--- DOCUMENT EXTRACT ---
Research & Papers

Masked Diffusion LLMs beat autoregressive models 4x for agentic RL

New any-order denoising LLMs produce globally coherent rollouts and boost task success by 15%.

Deep Dive

Autoregressive LLM world models suffer from a fundamental limitation: they generate next-state predictions left-to-right, making them unable to condition on globally interdependent anchors such as tool schemas, trailing status fields, or expected outcomes. This results in prefix-consistent but globally incoherent rollouts—a failure mode known as prefix mode collapse. Masked Diffusion Language Models (MDLMs) sidestep this via an any-order denoising objective that learns every conditional direction from the same training signal, enabling coherent generation that respects global constraints.

Empirically, fine-tuned MDLMs (SDAR-8B and WeDLM-8B) outperform autoregressive baselines up to 4x their total parameter count across BLEU-1, ROUGE-L, and MAUVE on both in- and out-of-domain splits. Lower Self-BLEU and higher Distinct-N confirm reduced repetition and increased diversity. When used for GRPO (group relative policy optimization) training, MDLM-generated rollouts deliver up to +15% absolute task-success gains over AR-generated data on held-out benchmarks (ScienceWorld, ALFWorld, AppWorld) across 1.2B–7B backbone models (LFM2.5, Qwen3, Mistral) in a zero-shot transfer setting.

Key Points
  • MDLMs' any-order denoising avoids prefix mode collapse, producing globally coherent world model rollouts.
  • Fine-tuned MDLMs (SDAR-8B, WeDLM-8B) beat autoregressive models up to 4x their parameter count on BLEU-1, ROUGE-L, and MAUVE.
  • GRPO with MDLM rollouts yields up to +15% task-success gains on ScienceWorld, ALFWorld, and AppWorld across 1.2B–7B backbones.

Why It Matters

More coherent and diverse world models mean stronger agent RL training, directly improving task success in robotics and simulation.

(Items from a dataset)
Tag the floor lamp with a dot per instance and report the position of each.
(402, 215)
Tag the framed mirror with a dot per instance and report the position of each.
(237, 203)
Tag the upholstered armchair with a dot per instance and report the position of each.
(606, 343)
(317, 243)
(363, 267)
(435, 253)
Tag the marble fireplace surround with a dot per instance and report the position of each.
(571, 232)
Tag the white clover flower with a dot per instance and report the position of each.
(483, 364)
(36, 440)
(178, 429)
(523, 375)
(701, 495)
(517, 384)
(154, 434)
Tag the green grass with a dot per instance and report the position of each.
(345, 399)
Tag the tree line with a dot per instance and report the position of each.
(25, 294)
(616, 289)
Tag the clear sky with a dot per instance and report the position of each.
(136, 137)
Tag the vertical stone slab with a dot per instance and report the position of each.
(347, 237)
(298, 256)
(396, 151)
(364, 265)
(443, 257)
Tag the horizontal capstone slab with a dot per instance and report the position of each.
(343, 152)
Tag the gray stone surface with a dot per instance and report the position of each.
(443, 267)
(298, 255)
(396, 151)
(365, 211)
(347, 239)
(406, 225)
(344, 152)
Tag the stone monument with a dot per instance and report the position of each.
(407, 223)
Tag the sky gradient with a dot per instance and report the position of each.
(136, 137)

--- WHAT IS BEING ASKED ---
In the masked diffusion article, copy everything from "Empirically, fine-tuned MDLMs" down to "world model rollouts.", substituting "trajectories" for "rollouts".

--- SOLUTION TO THE EXERCISE ---
Empirically, fine-tuned MDLMs (SDAR-8B and WeDLM-8B) outperform autoregressive baselines up to 4x their total parameter count across BLEU-1, ROUGE-L, and MAUVE on both in- and out-of-domain splits. Lower Self-BLEU and higher Distinct-N confirm reduced repetition and increased diversity. When used for GRPO (group relative policy optimization) training, MDLM-generated trajectories deliver up to +15% absolute task-success gains over AR-generated data on held-out benchmarks (ScienceWorld, ALFWorld, AppWorld) across 1.2B–7B backbone models (LFM2.5, Qwen3, Mistral) in a zero-shot transfer setting.

Key Points
  • MDLMs' any-order denoising avoids prefix mode collapse, producing globally coherent world model trajectories.